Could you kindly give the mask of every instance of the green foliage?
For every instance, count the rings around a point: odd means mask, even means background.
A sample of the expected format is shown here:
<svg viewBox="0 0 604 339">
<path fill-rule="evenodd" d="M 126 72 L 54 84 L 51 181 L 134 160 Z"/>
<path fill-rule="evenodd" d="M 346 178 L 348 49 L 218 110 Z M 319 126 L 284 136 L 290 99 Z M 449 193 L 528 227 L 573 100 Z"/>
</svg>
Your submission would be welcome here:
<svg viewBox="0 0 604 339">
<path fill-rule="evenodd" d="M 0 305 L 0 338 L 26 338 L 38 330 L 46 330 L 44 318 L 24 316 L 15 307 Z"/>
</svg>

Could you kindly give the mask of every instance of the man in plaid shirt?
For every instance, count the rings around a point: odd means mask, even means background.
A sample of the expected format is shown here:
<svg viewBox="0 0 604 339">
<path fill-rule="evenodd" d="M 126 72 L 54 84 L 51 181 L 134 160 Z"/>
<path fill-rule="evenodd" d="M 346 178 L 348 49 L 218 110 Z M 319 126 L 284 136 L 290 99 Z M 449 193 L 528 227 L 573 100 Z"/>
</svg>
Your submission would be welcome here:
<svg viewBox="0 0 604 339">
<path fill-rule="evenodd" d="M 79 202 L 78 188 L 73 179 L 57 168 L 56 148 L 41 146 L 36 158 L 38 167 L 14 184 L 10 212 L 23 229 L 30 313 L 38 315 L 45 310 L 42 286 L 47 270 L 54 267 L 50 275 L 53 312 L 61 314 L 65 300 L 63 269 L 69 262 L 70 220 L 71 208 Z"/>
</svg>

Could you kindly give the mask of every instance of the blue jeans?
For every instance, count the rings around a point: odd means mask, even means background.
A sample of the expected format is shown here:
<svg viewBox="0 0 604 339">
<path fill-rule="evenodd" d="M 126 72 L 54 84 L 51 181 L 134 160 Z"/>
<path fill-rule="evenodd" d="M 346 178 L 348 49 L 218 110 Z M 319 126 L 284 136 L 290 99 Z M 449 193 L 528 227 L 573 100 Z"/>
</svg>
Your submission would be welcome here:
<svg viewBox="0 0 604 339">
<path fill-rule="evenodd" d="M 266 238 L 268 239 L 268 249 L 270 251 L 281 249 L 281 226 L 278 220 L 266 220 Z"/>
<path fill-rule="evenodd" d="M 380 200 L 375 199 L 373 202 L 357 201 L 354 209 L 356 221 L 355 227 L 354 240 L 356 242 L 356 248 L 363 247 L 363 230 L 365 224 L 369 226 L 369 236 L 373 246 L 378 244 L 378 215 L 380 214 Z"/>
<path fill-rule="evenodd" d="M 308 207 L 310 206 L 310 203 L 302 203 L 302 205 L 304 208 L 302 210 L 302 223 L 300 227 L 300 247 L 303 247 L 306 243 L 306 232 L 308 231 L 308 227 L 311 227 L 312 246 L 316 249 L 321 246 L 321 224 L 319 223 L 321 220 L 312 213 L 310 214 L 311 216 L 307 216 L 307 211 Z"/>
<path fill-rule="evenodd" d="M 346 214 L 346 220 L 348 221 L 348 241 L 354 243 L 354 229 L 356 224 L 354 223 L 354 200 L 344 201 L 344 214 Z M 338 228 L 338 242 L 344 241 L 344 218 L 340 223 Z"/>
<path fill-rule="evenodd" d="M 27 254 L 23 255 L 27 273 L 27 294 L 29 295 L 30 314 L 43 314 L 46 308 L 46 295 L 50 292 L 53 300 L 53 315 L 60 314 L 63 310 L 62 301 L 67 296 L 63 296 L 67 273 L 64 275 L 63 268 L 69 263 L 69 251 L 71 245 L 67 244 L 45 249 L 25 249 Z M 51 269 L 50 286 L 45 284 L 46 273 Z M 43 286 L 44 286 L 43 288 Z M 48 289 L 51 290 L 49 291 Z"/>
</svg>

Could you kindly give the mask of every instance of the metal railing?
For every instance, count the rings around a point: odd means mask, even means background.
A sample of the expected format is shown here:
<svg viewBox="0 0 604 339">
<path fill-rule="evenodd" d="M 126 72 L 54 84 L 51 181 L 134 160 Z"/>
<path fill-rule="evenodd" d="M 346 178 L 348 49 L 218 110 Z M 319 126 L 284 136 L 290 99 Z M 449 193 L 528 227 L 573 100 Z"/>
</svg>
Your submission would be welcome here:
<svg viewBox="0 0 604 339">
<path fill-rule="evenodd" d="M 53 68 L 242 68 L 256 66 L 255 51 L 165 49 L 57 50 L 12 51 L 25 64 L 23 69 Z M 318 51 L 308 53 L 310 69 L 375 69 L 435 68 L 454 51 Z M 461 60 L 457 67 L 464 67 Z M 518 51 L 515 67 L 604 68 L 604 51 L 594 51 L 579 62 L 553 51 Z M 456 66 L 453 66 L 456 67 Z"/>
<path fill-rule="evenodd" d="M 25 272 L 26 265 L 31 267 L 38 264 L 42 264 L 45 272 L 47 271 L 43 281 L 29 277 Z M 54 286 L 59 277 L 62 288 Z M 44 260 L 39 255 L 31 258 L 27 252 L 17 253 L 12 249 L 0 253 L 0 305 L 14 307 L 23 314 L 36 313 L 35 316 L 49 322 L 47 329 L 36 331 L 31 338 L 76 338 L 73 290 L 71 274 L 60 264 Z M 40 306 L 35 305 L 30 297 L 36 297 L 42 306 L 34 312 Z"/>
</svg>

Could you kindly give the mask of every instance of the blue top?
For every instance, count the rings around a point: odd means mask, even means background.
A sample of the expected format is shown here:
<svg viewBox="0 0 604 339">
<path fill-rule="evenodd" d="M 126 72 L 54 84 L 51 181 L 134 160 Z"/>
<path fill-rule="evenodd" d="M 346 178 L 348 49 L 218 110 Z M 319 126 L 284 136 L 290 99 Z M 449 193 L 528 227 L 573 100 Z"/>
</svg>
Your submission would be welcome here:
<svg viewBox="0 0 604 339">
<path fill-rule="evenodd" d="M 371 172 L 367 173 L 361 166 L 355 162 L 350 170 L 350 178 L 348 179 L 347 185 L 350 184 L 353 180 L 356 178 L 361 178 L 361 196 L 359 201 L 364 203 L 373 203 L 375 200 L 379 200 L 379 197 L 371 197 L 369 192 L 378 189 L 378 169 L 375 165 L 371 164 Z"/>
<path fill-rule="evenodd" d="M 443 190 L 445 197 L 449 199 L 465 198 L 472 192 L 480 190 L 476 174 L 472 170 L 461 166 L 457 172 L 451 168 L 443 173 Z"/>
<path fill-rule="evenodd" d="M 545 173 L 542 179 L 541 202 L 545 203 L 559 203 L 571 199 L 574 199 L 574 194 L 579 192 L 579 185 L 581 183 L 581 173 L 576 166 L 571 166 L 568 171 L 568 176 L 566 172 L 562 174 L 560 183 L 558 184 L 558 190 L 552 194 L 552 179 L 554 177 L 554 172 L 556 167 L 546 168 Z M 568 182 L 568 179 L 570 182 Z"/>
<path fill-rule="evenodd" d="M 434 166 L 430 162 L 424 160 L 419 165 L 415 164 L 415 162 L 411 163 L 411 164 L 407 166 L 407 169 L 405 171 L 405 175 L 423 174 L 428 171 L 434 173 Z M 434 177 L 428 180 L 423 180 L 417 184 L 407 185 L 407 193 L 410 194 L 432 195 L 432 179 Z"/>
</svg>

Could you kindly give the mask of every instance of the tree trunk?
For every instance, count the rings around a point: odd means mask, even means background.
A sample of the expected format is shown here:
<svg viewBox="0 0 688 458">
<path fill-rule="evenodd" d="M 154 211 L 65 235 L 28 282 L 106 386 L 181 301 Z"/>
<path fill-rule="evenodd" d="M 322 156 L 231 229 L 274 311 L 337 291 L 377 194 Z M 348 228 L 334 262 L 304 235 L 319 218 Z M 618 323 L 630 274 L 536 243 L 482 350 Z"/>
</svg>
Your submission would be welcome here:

· · · · · · ·

WHAT IS REQUIRED
Please copy everything from the line containing "the tree trunk?" down to the end of the material, both ends included.

ANSWER IN FULL
Could you kindly give the mask of every instance of the tree trunk?
For every instance, count the rings around a point: odd means mask, even means background.
A sample of the expected format is shown here:
<svg viewBox="0 0 688 458">
<path fill-rule="evenodd" d="M 154 211 L 65 235 L 28 282 L 106 386 L 181 301 Z"/>
<path fill-rule="evenodd" d="M 322 156 L 231 229 L 274 311 L 337 291 L 377 194 Z M 348 228 L 334 262 L 304 235 L 319 218 Z M 618 323 L 630 274 L 536 243 L 482 350 Z"/>
</svg>
Your submission would be welcome here:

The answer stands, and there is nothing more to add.